Aim
Please rewrite the listing from the line containing "1024, row 721." through the end of the listing, inclusive, swapping "mottled" for "speckled" and leaving everything else unchanged.

(Entries taken from a collection)
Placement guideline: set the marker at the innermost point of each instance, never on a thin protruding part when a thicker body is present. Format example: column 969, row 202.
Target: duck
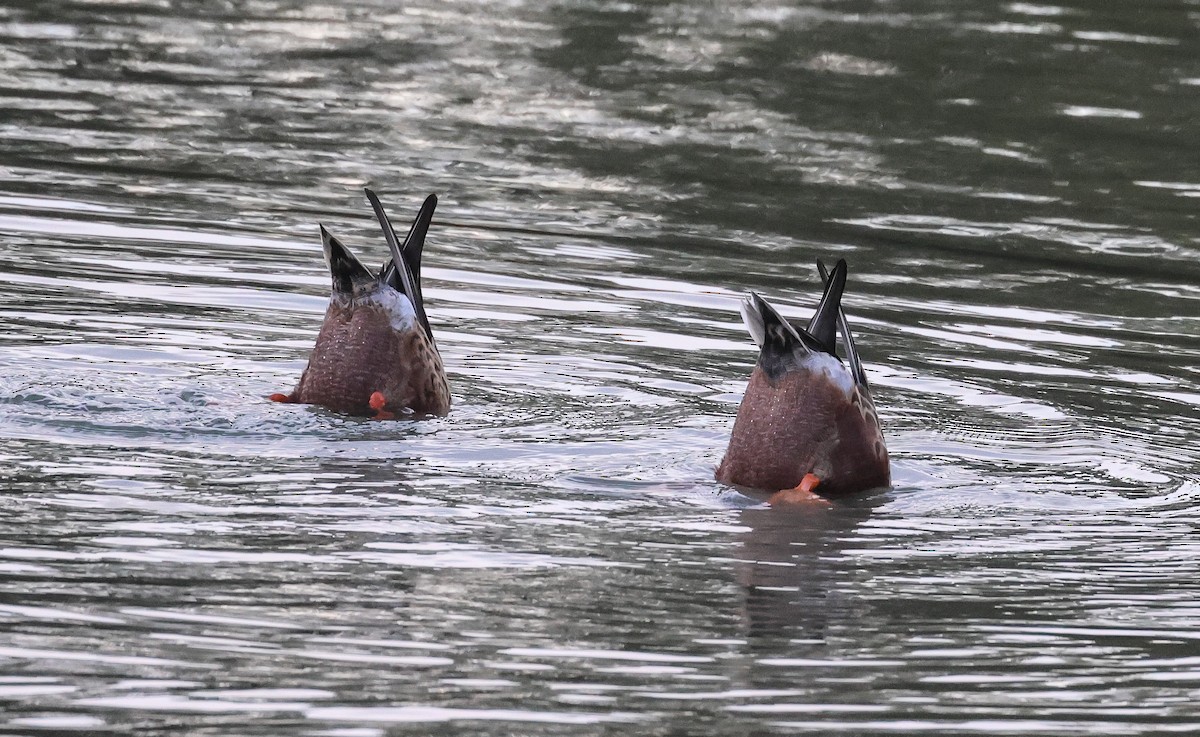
column 807, row 427
column 376, row 354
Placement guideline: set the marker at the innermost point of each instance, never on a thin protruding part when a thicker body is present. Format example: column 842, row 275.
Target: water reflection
column 792, row 571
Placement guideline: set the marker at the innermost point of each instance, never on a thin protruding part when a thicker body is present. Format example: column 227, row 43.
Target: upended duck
column 375, row 353
column 807, row 424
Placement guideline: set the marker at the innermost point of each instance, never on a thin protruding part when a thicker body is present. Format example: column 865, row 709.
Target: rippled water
column 1014, row 189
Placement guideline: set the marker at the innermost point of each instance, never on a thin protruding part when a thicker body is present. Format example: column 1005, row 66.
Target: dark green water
column 1015, row 190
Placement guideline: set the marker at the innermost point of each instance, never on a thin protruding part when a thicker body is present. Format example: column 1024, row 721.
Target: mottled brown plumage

Answer in full
Placement guideline: set the marker at the innermost point of each instance, never on a thin protruding part when a thicker body is present. Format example: column 1024, row 721.
Target: speckled brown plumage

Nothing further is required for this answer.